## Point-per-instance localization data
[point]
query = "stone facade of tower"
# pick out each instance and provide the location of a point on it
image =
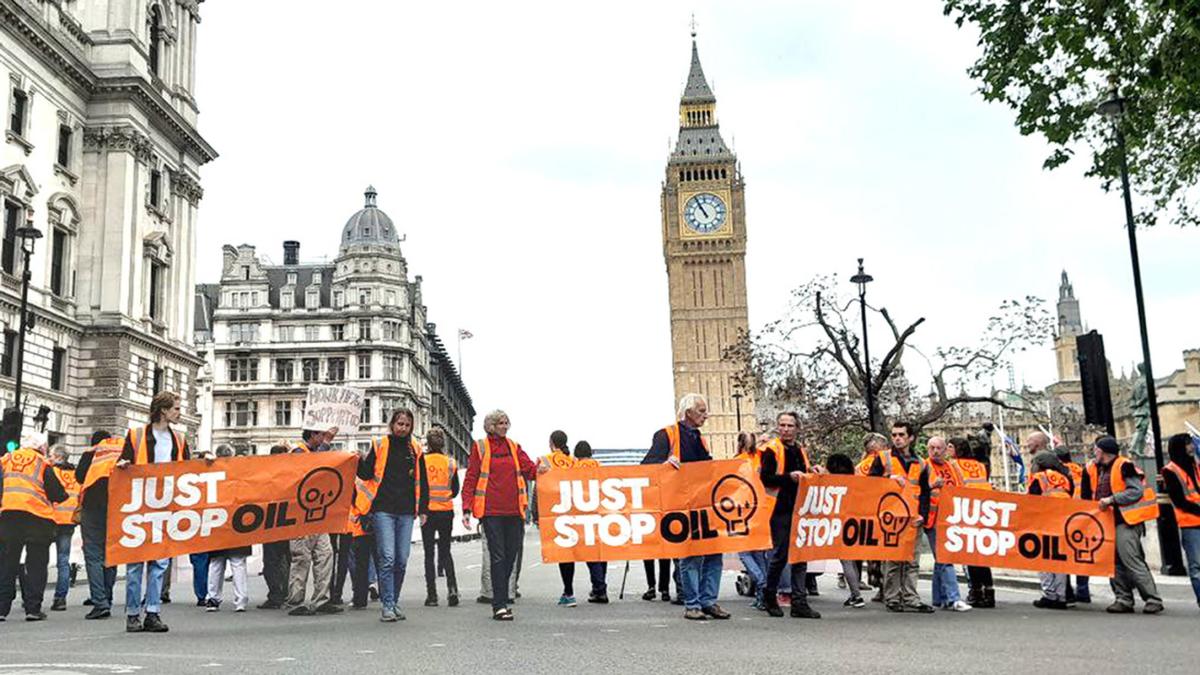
(703, 244)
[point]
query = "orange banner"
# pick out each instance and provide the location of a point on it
(651, 512)
(159, 511)
(852, 518)
(1025, 532)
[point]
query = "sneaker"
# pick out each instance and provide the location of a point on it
(97, 613)
(154, 623)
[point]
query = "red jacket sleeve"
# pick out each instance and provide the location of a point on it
(468, 483)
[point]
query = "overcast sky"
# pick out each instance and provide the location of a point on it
(520, 148)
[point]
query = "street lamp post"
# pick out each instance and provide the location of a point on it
(862, 279)
(1168, 531)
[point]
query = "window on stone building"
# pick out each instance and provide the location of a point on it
(283, 413)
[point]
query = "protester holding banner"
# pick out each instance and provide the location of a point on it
(439, 487)
(1182, 481)
(937, 473)
(1117, 483)
(153, 443)
(93, 471)
(495, 493)
(30, 490)
(393, 475)
(975, 473)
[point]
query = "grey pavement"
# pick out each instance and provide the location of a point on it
(629, 635)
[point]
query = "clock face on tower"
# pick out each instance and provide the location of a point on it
(705, 213)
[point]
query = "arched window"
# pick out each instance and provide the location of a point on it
(155, 37)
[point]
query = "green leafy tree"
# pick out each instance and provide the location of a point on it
(1054, 61)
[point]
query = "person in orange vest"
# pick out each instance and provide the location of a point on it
(1116, 483)
(391, 472)
(1050, 478)
(1182, 481)
(154, 443)
(28, 495)
(439, 487)
(495, 493)
(940, 472)
(93, 471)
(64, 525)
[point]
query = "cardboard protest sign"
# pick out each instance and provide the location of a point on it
(651, 512)
(330, 405)
(1025, 532)
(166, 509)
(852, 518)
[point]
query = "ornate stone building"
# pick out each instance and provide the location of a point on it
(269, 330)
(101, 154)
(703, 244)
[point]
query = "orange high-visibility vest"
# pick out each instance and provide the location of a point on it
(1053, 484)
(23, 485)
(1189, 483)
(64, 511)
(676, 446)
(1146, 508)
(371, 485)
(439, 472)
(485, 466)
(138, 438)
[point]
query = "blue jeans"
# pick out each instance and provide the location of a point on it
(945, 580)
(701, 575)
(756, 567)
(154, 572)
(394, 539)
(199, 574)
(63, 549)
(1191, 537)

## EXERCISE DETAILS
The copy you return must match the records above exactly, minus any images.

## YOUR SOLUTION
[point]
query = "stone facade of tower"
# pick out each instance and provide the location of a point on it
image =
(703, 244)
[point]
query = "orange banner"
# pick out each instance and provide the location of a point on it
(651, 512)
(159, 511)
(852, 518)
(1025, 532)
[point]
query = "sneaker"
# pick out each instance and provide the location of a point on it
(97, 613)
(154, 623)
[point]
query = "red jacket sleeve"
# pick out each instance and provide the location of a point on it
(468, 483)
[point]
query = "overcast sky"
# pick out each instance and provide the location of a point on it
(520, 148)
[point]
query = "street lamp post"
# pick out each instance and provide the location of a point on it
(862, 279)
(1168, 531)
[point]
query = "window on stone building"
# pick out each instance and provide the location of a point on it
(283, 413)
[point]
query = "protester holding banner"
# pick out each instance and provide the location of a point on it
(439, 487)
(1182, 481)
(937, 473)
(1117, 483)
(153, 443)
(93, 471)
(495, 493)
(30, 490)
(393, 475)
(975, 473)
[point]
query = "grey pavement"
# pick out each instance and provide the location of a point on it
(629, 635)
[point]
query = "clock face on tower"
# pick out each instance and provide the location of a point on it
(705, 213)
[point]
query = "arched window"
# pick out each instance and provide the location of a point on it
(155, 37)
[point]
query = "green leafy tree"
# pick out each instance and provide the location of a point on it
(1054, 61)
[point]
query = "person in orange vest"
# pick out each instance and provide the location of a point on it
(1116, 483)
(391, 472)
(1050, 478)
(1182, 481)
(154, 443)
(28, 495)
(439, 487)
(495, 493)
(940, 472)
(93, 471)
(64, 525)
[point]
query = "cardboard protest sign"
# pick out each instance and provide the location of a point on it
(651, 512)
(330, 405)
(1025, 532)
(166, 509)
(852, 518)
[point]
query = "ornate stone building"
# pick out each instance and provide the location of a point on it
(269, 330)
(101, 154)
(703, 244)
[point]
query = "orange high-visibility vest"
# pick out each instance and provide the location of a point on it
(1053, 484)
(23, 485)
(1189, 483)
(64, 511)
(676, 446)
(1146, 508)
(371, 485)
(439, 472)
(485, 466)
(138, 438)
[point]
query = "blue jeans"
# pick out each instance and provide the location of a point on it
(945, 580)
(701, 575)
(756, 567)
(154, 572)
(394, 539)
(199, 574)
(63, 549)
(1191, 537)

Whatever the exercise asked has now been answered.